TEXT EXCERPT section start

If you want to tell a good story, you have to own what you've already written and allow that to limit what ideas work for your story no matter how good they are in a vacuum. Animaestro and Derision are just generally a bad episodes, but they should never coexist unless Marinette is supposed to be seen as a bad person OR Marinette is getting a complex arc around overcoming her trauma and Adrien obsession. It is perfectly fair to ask why we're not getting either of those since the writers chose to make all of this mess canon.
However, I also agree that Marinette's actions in Animaestro are just generally not suited to her character. The show did a terrible job of writing Marinette and Kagami's cat fight over Adrien. Because every conflict had to be established and resolved in 20-minutes or less, Marinette was constantly coming up with random petty, unflattering, and downright insane takes on Kagami. It made Marinette come across like a total mean girl in several season three episodes which sucks when you consider the way the conflict was played in season two. Episodes like Frozer allowed Marinette to have a good balance of jealously and being a good person making her feel realistic, but not a petty mean girl.
In Frozer, Marinette sent Adrigami on a date to the ice rink and went along to help Adrien even though her girl friends told her to back out:
Alya: This is gonna be your worst mess up in history. You have got to get yourself out of this right now. Ideas girls! Quick! Alix: Tell him you'd already promised to hang with your GFs. Rose: Maybe you got lost on the way over? Juleka: Maybe you're gonna go to a concert? Mylène: You had to finish an essay on Periwinkle's migration. Marinette: Actually, girls... I don't think I want to cancel. All Girls: Huh? Marinette: Adrien really needs me and if he wants my advice then why not? After all, it's not an issue and I'm definitely not jealous because... Rose: Because you two love each other. Marinette: Because there's nothing between us. (looks down sadly) Alya: What do you mean nothing between you? Mylène: There's everything between you, actually. Marinette: I always jumble my words around him. So how could I even manage going out on a date? I think we're actually just meant to be friends. Whenever I talk to him as a friend, I hardly stammer at all. That's a sign right there. Right?
And when they were at the rink, Marinette gave Adrien actual good advice:
Adrien: I don't know what to do about Kagami. Should I offer to hold her hand? Marinette: You have to let her fall. Adrien: Huh? Marinette: No, what I actually meant was that you cannot let her fall in any way. I mean, do whatever you can so that she doesn't fall.
If you have to include a petty fight over a boy, this a decent way to do it. Show Marinette struggling, but ultimately doing the right thing. Acknowledge the temptation to sabotage the date, but let her be a good person in the end. Don't go the Animaestro route which makes Marinette come across as both awful and delusional:
Marinette: I'm not too sure about this. Chloé: Fine! Keep on not being sure about it and tomorrow, Adrien and Kagami will be on a plane headed for Japan! Marinette: Adrien? Japan? There's no way! Chloé: You think? They're already going to the movies together, their parents are signing papers together. (camera zooms in on Mrs. Tsurugi in the background, stamping a document with her signature) Marinette: (imagines Adrien and Kagami on a plane and dancing with kimonos on) We can't let her do that!
The fact that Marinette agrees to sabotage Kagami could be overlooked if she stopped herself before actually doing anything. We all have bad moments. But she doesn't stop. She spends a good chunk of the episode working with Chloé and there is no defense for that. Marinette is absolutely in the wrong here.

TEXT EXCERPT section end
RAW DATA section start

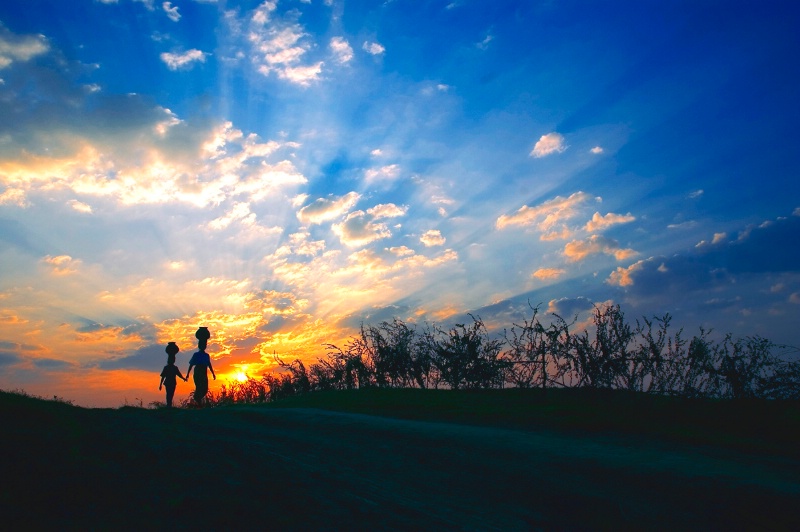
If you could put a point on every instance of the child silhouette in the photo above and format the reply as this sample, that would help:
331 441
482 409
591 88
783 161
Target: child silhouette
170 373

RAW DATA section end
RAW DATA section start

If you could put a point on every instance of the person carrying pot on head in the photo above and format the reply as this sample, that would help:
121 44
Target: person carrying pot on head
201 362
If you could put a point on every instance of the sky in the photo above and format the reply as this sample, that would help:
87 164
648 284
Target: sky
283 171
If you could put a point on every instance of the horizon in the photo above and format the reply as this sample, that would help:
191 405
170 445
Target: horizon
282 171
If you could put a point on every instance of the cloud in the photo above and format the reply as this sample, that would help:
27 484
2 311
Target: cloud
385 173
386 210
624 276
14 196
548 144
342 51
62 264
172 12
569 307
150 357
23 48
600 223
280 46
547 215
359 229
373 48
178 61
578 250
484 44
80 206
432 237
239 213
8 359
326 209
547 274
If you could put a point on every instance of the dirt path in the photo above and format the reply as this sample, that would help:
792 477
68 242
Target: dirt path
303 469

RAW DATA section end
RAW DATA section start

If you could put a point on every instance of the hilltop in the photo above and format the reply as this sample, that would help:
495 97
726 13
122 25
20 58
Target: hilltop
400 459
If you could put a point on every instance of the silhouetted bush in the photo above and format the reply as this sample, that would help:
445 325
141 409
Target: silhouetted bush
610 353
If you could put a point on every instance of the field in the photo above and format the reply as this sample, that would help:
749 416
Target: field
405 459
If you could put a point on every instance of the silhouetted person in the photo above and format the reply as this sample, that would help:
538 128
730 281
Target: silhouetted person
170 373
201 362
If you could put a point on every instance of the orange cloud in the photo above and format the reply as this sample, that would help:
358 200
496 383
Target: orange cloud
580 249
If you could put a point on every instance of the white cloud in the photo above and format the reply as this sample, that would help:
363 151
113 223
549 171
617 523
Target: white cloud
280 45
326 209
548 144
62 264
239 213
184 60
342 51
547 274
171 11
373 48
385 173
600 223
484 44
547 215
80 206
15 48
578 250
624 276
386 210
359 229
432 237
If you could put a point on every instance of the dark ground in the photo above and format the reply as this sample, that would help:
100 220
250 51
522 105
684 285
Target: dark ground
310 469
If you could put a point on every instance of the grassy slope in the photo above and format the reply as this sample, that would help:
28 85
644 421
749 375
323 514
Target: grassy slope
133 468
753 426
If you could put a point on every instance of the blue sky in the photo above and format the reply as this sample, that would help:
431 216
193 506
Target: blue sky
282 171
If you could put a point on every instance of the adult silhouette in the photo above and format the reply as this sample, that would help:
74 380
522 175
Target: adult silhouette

RAW DATA section end

#### [TO DO]
Quote the Marinette commentary word for word, everything from "The fact that" down to "the wrong here.". Work only from the Marinette commentary and set the data aside.

#### [REPLY]
The fact that Marinette agrees to sabotage Kagami could be overlooked if she stopped herself before actually doing anything. We all have bad moments. But she doesn't stop. She spends a good chunk of the episode working with Chloé and there is no defense for that. Marinette is absolutely in the wrong here.